• Provided information:
────────────────

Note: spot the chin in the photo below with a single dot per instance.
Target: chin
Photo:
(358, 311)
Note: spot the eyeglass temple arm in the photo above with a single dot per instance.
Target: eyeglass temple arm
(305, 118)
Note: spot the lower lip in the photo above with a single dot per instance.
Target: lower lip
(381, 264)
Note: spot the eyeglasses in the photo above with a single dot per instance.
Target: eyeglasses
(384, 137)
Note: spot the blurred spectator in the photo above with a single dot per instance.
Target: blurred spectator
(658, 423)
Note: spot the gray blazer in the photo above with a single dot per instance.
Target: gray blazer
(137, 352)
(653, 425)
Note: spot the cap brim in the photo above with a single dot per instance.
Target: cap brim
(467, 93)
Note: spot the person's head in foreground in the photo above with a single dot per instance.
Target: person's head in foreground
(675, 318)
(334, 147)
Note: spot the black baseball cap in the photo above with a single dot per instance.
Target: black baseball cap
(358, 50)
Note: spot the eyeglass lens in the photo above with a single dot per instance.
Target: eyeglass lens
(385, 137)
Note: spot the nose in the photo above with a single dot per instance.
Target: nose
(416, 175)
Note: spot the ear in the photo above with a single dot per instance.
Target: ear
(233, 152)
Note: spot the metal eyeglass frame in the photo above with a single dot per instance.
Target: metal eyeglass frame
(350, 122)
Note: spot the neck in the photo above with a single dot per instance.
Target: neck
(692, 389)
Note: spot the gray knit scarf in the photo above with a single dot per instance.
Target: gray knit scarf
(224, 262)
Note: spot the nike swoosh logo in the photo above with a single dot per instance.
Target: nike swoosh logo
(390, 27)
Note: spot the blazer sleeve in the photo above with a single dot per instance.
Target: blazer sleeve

────────────────

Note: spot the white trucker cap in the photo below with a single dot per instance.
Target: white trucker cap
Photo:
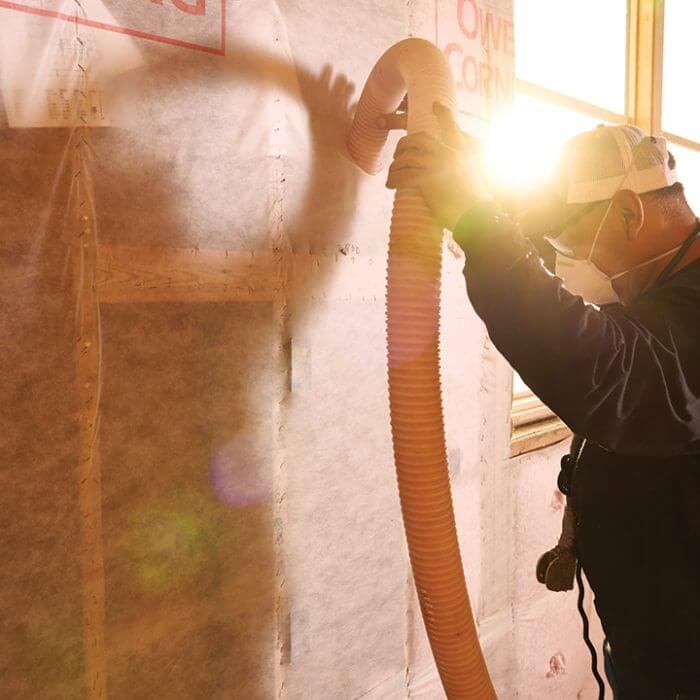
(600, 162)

────────────────

• What the task asks:
Return exactly the lines above from the line that has "Target: eyeglass lens" through the line that has "Target: blazer sleeve", inclusive, and nothing else.

• Response area:
Target: eyeglass lens
(385, 137)
Note: spot the nose in the photo above with a single dot per instance.
Target: nose
(416, 175)
Note: spot the ear in the photo above with a single dot per instance.
Target: ear
(233, 152)
Note: spot the metal eyeglass frame in the photo above with a single dot per instance.
Target: metal eyeglass frame
(350, 122)
Note: spot the neck in the photo above with a single dot per instance.
Target: neck
(692, 389)
Note: spot the gray knit scarf in the photo above with a single dot per instance.
Target: gray knit scarf
(224, 262)
Note: spot the nike swoosh logo in the photo above with a single dot per instance.
Target: nike swoosh logo
(390, 27)
Note: spot the blazer sleeve in the photo above with a single dot per instance.
Target: blazer sleeve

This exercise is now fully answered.